◆ **TASK TO COMPLETE**
This exercise asks for an exact transcription of every entry.

◆ **DATA IN THIS EXERCISE**
· · · · ·

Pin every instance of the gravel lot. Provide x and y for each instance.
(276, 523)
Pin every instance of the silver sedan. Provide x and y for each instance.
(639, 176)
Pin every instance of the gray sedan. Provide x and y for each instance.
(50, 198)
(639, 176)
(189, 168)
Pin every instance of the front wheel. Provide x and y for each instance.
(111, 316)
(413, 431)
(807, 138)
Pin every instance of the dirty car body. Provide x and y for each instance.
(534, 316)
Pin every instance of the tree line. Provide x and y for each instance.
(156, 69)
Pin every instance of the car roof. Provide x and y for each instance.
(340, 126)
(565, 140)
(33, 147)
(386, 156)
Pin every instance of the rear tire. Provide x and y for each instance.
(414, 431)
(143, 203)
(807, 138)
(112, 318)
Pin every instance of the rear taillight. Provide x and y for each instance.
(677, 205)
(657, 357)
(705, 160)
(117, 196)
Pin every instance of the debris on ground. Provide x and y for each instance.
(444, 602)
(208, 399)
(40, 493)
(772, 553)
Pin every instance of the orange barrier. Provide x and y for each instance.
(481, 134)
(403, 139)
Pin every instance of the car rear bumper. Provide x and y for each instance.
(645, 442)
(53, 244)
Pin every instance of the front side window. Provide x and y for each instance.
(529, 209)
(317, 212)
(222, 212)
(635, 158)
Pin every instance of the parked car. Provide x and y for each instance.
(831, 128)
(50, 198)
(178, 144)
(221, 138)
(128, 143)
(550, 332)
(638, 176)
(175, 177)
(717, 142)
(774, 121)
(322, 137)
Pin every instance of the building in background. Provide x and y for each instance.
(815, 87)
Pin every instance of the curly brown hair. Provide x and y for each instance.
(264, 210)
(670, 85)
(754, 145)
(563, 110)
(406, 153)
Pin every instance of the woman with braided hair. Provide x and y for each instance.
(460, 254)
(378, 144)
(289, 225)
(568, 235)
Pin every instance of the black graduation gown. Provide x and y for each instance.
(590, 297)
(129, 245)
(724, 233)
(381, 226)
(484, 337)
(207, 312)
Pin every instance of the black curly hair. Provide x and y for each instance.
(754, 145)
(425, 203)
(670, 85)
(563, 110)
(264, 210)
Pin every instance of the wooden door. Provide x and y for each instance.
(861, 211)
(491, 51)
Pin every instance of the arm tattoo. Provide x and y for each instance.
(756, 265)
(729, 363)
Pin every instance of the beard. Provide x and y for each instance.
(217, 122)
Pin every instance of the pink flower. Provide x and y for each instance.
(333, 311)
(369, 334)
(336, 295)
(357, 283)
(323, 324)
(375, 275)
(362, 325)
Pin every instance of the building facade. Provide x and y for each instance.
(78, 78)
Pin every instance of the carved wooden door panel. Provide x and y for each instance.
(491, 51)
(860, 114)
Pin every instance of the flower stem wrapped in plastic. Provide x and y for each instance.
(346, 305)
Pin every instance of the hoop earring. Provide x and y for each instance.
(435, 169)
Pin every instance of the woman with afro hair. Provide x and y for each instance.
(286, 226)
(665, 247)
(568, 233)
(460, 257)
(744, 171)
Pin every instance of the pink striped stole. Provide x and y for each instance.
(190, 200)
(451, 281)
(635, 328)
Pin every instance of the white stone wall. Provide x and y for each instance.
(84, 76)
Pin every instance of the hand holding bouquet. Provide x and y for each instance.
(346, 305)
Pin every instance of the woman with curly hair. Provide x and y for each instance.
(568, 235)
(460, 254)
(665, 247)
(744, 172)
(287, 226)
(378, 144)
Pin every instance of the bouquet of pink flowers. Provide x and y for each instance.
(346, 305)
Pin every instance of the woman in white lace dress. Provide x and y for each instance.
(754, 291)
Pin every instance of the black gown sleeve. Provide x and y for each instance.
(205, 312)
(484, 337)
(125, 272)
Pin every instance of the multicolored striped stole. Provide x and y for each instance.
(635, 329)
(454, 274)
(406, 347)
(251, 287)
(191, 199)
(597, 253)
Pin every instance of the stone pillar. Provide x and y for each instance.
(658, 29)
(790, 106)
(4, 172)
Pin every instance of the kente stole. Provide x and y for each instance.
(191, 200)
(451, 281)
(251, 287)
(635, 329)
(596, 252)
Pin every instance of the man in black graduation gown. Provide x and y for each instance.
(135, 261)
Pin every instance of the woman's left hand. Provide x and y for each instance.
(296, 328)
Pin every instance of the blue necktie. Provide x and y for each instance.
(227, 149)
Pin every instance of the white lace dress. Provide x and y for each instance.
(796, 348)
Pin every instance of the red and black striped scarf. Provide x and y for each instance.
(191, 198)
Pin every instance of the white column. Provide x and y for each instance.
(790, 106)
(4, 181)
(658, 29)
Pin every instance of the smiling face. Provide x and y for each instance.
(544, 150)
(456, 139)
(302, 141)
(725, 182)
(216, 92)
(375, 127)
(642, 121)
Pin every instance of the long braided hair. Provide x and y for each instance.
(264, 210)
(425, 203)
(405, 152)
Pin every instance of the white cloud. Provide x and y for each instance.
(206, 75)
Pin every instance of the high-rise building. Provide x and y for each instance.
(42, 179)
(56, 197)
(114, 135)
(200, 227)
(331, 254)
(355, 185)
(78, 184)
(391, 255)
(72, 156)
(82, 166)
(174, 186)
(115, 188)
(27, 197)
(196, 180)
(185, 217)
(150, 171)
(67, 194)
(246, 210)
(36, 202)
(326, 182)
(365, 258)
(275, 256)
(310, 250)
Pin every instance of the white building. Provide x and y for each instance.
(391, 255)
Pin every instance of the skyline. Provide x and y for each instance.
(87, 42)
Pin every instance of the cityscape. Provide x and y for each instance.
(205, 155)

· · · · ·

◆ **COMPLETED EXERCISE**
Pin every instance of the gravel lot. Provide x and y for each instance.
(276, 523)
Pin every instance of the silver sedan. Provide x and y for each instance.
(639, 176)
Pin every instance of the gray sedan. Provide x and y for each instance.
(50, 198)
(639, 176)
(189, 168)
Pin every instance of the front wheel. Provide x and y for each instance.
(111, 316)
(413, 431)
(807, 138)
Pin every instance of the dirty car body. Provide x and y for each instance.
(534, 316)
Pin every instance of the tree line. Provide x and y for each instance.
(156, 69)
Pin every instance of the car roof. Provide x and y for each instance.
(340, 126)
(565, 140)
(33, 147)
(386, 156)
Pin every instance of the rear tire. Provide x and y for each instance.
(414, 431)
(143, 203)
(807, 138)
(112, 318)
Pin every instance of the rear taillight. Provide x and y for each instance.
(677, 205)
(657, 357)
(705, 160)
(117, 196)
Pin every instance of the debris on ground. Provide x and y for each instance.
(444, 602)
(208, 399)
(40, 493)
(772, 553)
Pin every instance of the orange barrier. Provide x and y for each instance.
(481, 134)
(403, 139)
Pin every instance of the car rear bumper. Provide x and y for each instance.
(645, 442)
(53, 244)
Pin every instance of the front side window. Provide x and y for each instance.
(529, 209)
(317, 212)
(222, 212)
(635, 158)
Pin every instance of the parked car. Provide x and y for each instance.
(831, 128)
(50, 198)
(178, 144)
(221, 138)
(128, 143)
(550, 332)
(638, 176)
(175, 177)
(717, 142)
(774, 121)
(322, 137)
Pin every instance of the building in background. Provide x and y for each instance.
(815, 87)
Pin every instance of the curly brown hair. Provide x and y for each instance.
(264, 210)
(670, 85)
(754, 145)
(563, 110)
(406, 153)
Pin every instance of the woman with braided hair. Provide x and y for each instance.
(460, 254)
(378, 144)
(289, 225)
(568, 235)
Pin every instance of the black graduation gown. Provide x and y for each instance.
(590, 297)
(129, 245)
(724, 233)
(381, 226)
(484, 337)
(207, 312)
Pin every instance of the black curly hair. Provide x and y for each instance.
(754, 145)
(425, 203)
(670, 85)
(563, 110)
(264, 210)
Pin every instance of the wooden door. Provide x and y for each instance.
(861, 211)
(491, 51)
Pin every instance of the arm tattoo. Provide x and y for each instance.
(756, 265)
(729, 363)
Pin every instance of the beard. Provide x and y for each instance.
(217, 122)
Pin every instance of the pink flower. Provide x and y for each instance.
(333, 311)
(369, 334)
(336, 295)
(357, 283)
(323, 324)
(375, 275)
(362, 325)
Pin every instance of the building facade. Provide x and y for each instance.
(78, 78)
Pin every instance of the carved wooden door panel. Provide x and y for each instance.
(491, 51)
(860, 114)
Pin every instance of the flower stem wrapped in plastic. Provide x and y for each instance.
(346, 305)
Pin every instance of the hoop earring. Provide x and y for each instance.
(435, 169)
Pin every instance of the woman with afro hair. Provide x and y for each instance.
(286, 226)
(665, 247)
(568, 233)
(460, 257)
(744, 171)
Pin every instance of the pink striped stole. Provide x and y for each instance.
(190, 200)
(451, 281)
(635, 328)
Pin every instance of the white stone wall. Provide x and y for each instance.
(84, 76)
Pin every instance of the hand holding bouquet. Provide x and y for each instance.
(346, 305)
Pin every instance of the woman with curly hair. Provide x and y for each instance.
(568, 235)
(460, 254)
(665, 247)
(744, 172)
(287, 226)
(378, 144)
Pin every instance of the bouquet of pink flowers. Provide x and y for each instance.
(346, 305)
Pin every instance of the woman in white lace dress. Provide x and y for each instance.
(754, 291)
Pin every instance of the black gown sleeve. Provide x and y for each instance.
(205, 312)
(484, 337)
(125, 272)
Pin every instance of the multicolored striped stole. Provide x and y for each instance.
(635, 329)
(454, 274)
(406, 347)
(251, 287)
(191, 199)
(597, 253)
Pin every instance of the stone pillar. Provide x and y for each instance.
(658, 29)
(790, 106)
(4, 172)
Pin every instance of the kente stole. Provide x and y for each instance.
(191, 200)
(451, 281)
(251, 287)
(635, 329)
(596, 252)
Pin every instance of the man in black graduation gown. Provide x and y for each instance.
(135, 261)
Pin every instance of the woman's left hand. Provide x and y for each instance.
(296, 328)
Pin every instance of the blue necktie. Provide x and y for each instance.
(227, 149)
Pin every instance of the white lace dress. Provide x and y for each instance.
(796, 348)
Pin every instance of the red and black striped scarf. Provide x and y for each instance.
(191, 198)
Pin every instance of the white column. Provide x and y for each instance.
(790, 106)
(4, 181)
(658, 29)
Pin every instance of the smiling face. Provide x and y for each instance.
(544, 150)
(456, 139)
(302, 141)
(725, 182)
(216, 92)
(375, 127)
(642, 121)
Pin every instance of the long braided hair. Provide x and y for each instance.
(264, 210)
(425, 203)
(405, 152)
Pin every instance of the white cloud. Provide x and y for each instance.
(206, 75)
Pin every instance of the high-rise building. Provide x and y for each instance.
(42, 179)
(56, 197)
(114, 135)
(200, 227)
(331, 254)
(355, 185)
(78, 184)
(391, 255)
(72, 156)
(82, 166)
(174, 186)
(115, 188)
(27, 197)
(196, 180)
(185, 217)
(150, 171)
(67, 194)
(246, 210)
(36, 202)
(326, 182)
(365, 258)
(275, 256)
(310, 250)
Pin every instance of the white building. Provide x and y for each instance.
(391, 255)
Pin every instance of the skyline. Provide x and y for each instance.
(87, 42)
Pin every instance of the cityscape. Provide x and y for each instance.
(205, 155)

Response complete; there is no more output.